**Bagian Latihan**:
1) Jawab pertanyaan berikut berdasarkan teks tentang Alue Puasa:
(a) Berapa lama perjalanan dari lokasi itu ke Geumpang?
(b) Siapa yang mengirim kotak besar berisi kurma impor?
(c) Kepada apa Geutjhik Din menyumbangkan tanahnya dalam surat wasiatnya?
2) Tuliskan lanjutan teks tentang Alue Puasa, dimulai setelah kalimat terakhirnya.

**Teks yang Disediakan**:
------------

KhazanahNews

Alue Puasa: Simbol Sejarah dan Perjuangan

*Tgk. Teuku Avicenna Al Maududdy, M. Hum

PADA 10 Agustus 1977, Teungku Hasan Di Tiro menuliskan sebuah refleksi tentang Alue Puasa, nama sebuah mata air yang diberikan oleh para leluhur mereka. Nama ini secara kebetulan menjadi semakin relevan karena saat mereka pindah ke lokasi tersebut, bulan Ramadhan baru saja dimulai.

Dalam beberapa hari setelah kepindahan itu, komunikasi mereka dengan wilayah pedesaan mulai pulih. Jarak perjalanan ke berbagai daerah pun dapat ditempuh dalam waktu yang relatif singkat: Geumpang di Tenggara (dua hari berjalan kaki), Tangsé di Selatan (satu hari), Blang Malo di Barat Daya (satu hari), serta Tiro di Barat Laut, Truséb di Utara, dan Blang Mand di Timur Laut yang masing-masing dapat dicapai dalam satu hari perjalanan.

Di Aceh, berbuka puasa dengan buah kurma merupakan tradisi yang sudah lama berlangsung. Hasan Di Tiro mengenang betapa ia sangat merindukan kurma untuk berbuka saat pertama kali berada di lokasi tersebut.

Keinginannya itu kemudian terwujud dalam bentuk kejutan yang mengharukan—sebuah kotak besar berisi kurma impor yang dikirim oleh Geutjhik Din, seorang kepala desa dari Truséb. Dengan penuh penghormatan, pria tua itu menyampaikan bahwa seorang pemimpin seperti Teungku tidak boleh kekurangan kurma saat berbuka. Sikap ini sangat membekas di hati Hasan Di Tiro.

Ketulusan dan dedikasi Geutjhik Din tidak berhenti di situ. Setelah ia wafat beberapa bulan kemudian, ia meninggalkan surat wasiat yang menyatakan bahwa tanahnya akan disumbangkan kepada dana perjuangan NLF (National Liberation Front) sebagai bentuk dukungan bagi kemerdekaan Aceh. Ia juga berpesan kepada keturunannya agar tetap setia mengikuti perjuangan Hasan Di Tiro hingga akhir.

Dalam catatannya, Hasan Di Tiro menuliskan bahwa sosok seperti Geutjhik Din adalah bagian dari generasi tua Aceh yang penuh pengorbanan dan kesetiaan. Ia bahkan menegaskan bahwa generasi semacam itu mungkin tidak akan muncul kembali kecuali Aceh benar-benar mencapai kemerdekaan. (Sumber: The Price Of Freedom: The Unfinished Diary of Teungku Hasan Di Tiro, 1984, 10 Agustus 1977, halaman 83.)

------------

**Informasi yang Diberikan**:

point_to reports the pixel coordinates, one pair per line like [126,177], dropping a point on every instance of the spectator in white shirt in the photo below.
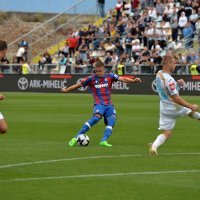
[182,21]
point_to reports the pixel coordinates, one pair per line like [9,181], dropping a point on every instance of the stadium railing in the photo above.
[145,69]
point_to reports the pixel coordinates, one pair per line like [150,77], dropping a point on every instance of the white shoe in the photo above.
[152,150]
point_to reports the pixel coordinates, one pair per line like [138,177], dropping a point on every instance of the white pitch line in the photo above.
[98,175]
[91,157]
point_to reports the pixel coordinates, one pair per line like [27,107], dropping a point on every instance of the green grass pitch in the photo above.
[36,163]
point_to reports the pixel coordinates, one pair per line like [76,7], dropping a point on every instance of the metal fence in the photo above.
[181,69]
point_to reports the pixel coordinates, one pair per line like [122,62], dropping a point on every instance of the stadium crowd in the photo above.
[132,39]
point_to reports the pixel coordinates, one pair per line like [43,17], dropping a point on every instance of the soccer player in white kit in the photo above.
[3,124]
[172,106]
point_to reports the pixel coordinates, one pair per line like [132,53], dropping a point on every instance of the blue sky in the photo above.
[49,6]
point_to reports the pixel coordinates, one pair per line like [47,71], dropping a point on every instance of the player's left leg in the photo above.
[110,119]
[92,121]
[194,115]
[98,112]
[166,124]
[3,125]
[159,141]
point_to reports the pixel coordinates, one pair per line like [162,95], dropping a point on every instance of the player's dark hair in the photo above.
[167,59]
[98,64]
[3,45]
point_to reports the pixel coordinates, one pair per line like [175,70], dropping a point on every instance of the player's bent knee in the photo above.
[111,120]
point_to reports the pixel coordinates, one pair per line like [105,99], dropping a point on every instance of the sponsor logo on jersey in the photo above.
[172,86]
[101,85]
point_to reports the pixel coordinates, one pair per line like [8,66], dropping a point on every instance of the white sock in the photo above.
[159,141]
[195,115]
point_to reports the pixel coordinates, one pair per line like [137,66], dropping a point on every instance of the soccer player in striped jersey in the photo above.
[100,85]
[172,105]
[3,124]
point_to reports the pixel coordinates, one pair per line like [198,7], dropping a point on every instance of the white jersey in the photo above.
[169,110]
[167,87]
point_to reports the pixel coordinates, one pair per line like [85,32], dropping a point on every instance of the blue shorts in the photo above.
[104,110]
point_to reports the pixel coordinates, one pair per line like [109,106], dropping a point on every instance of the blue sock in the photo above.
[108,131]
[88,125]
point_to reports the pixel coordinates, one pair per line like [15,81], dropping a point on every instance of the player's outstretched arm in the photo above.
[179,100]
[129,80]
[71,88]
[2,97]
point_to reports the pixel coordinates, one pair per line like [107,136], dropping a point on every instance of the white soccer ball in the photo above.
[83,140]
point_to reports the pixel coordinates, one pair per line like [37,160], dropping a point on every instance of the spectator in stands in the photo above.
[128,44]
[188,8]
[21,53]
[152,13]
[174,27]
[188,34]
[182,21]
[25,67]
[135,4]
[119,8]
[120,68]
[44,60]
[24,44]
[156,47]
[159,8]
[136,48]
[193,19]
[108,60]
[64,50]
[73,42]
[5,69]
[83,48]
[79,65]
[101,4]
[110,47]
[3,51]
[194,69]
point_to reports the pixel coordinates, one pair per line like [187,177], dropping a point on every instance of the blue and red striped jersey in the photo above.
[100,87]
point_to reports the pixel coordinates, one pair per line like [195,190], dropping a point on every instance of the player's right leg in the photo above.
[3,125]
[166,124]
[194,115]
[95,118]
[159,141]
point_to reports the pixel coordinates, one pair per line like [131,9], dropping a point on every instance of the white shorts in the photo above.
[1,116]
[168,120]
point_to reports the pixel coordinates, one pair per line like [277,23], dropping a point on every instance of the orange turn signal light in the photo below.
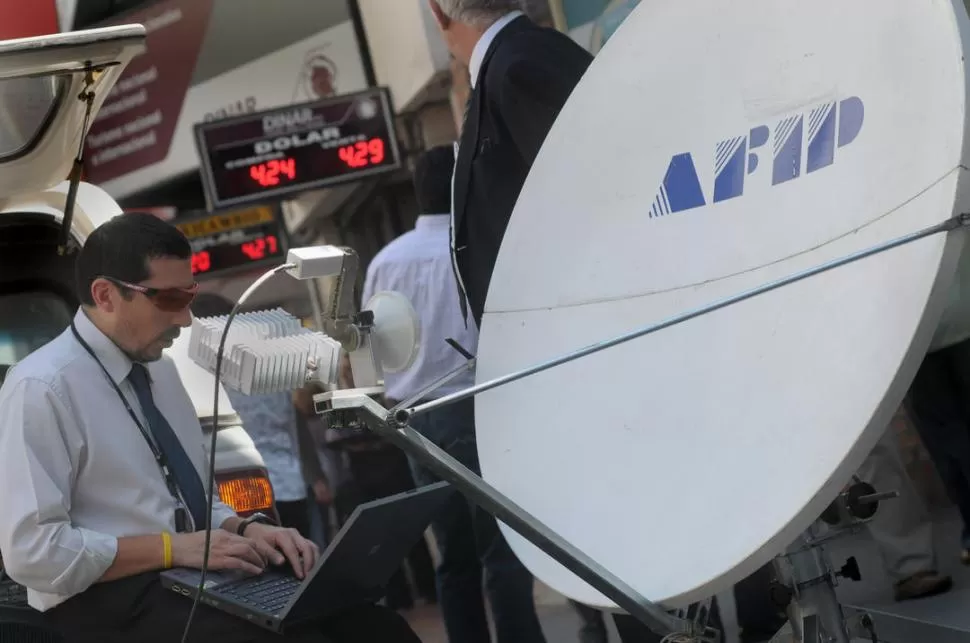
[247,492]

------------

**Jawaban Tugas**:
1)
(a) Dua hari berjalan kaki.
(b) Geutjhik Din, seorang kepala desa dari Truséb.
(c) Kepada dana perjuangan NLF (National Liberation Front).

2)
Catatan harian ini mencerminkan dua aspek utama: tradisi dan perjuangan. Tradisi dalam bentuk penghormatan terhadap nilai-nilai Islam, seperti menjaga kebiasaan berbuka dengan kurma dan gotong royong sesama warga.

Sementara itu, perjuangan terlihat dalam dedikasi penuh Geutjhik Din yang rela mewakafkan tanahnya demi membiayai pergerakan kemerdekaan. Dalam konteks yang lebih luas, catatan ini juga menggambarkan nilai-nilai kepemimpinan, solidaritas, serta semangat pengorbanan yang menjadi ciri khas masyarakat Aceh kala itu.

Dalam perspektif sejarah, narasi ini menunjukkan bagaimana perjuangan Aceh tidak hanya didasarkan pada kekuatan militer semata, tetapi juga didukung oleh aspek sosial dan budaya yang kuat. Loyalitas terhadap pemimpin dan pengorbanan demi cita-cita bersama menjadi pilar utama dalam perjuangan Aceh.

Melalui kisah ini, kita dapat merefleksikan bagaimana semangat kebersamaan dan pengorbanan di masa lalu dapat menjadi inspirasi bagi generasi saat ini dalam membangun Aceh yang lebih baik. []

*Penulis merupakan Dosen Tetap Prodi Pengembangan Masyarakat Islam di Fakultas Dakwah dan Komunikasi, Universitas Islam Al-Aziziyah Indonesia, Samalanga (UNISAI)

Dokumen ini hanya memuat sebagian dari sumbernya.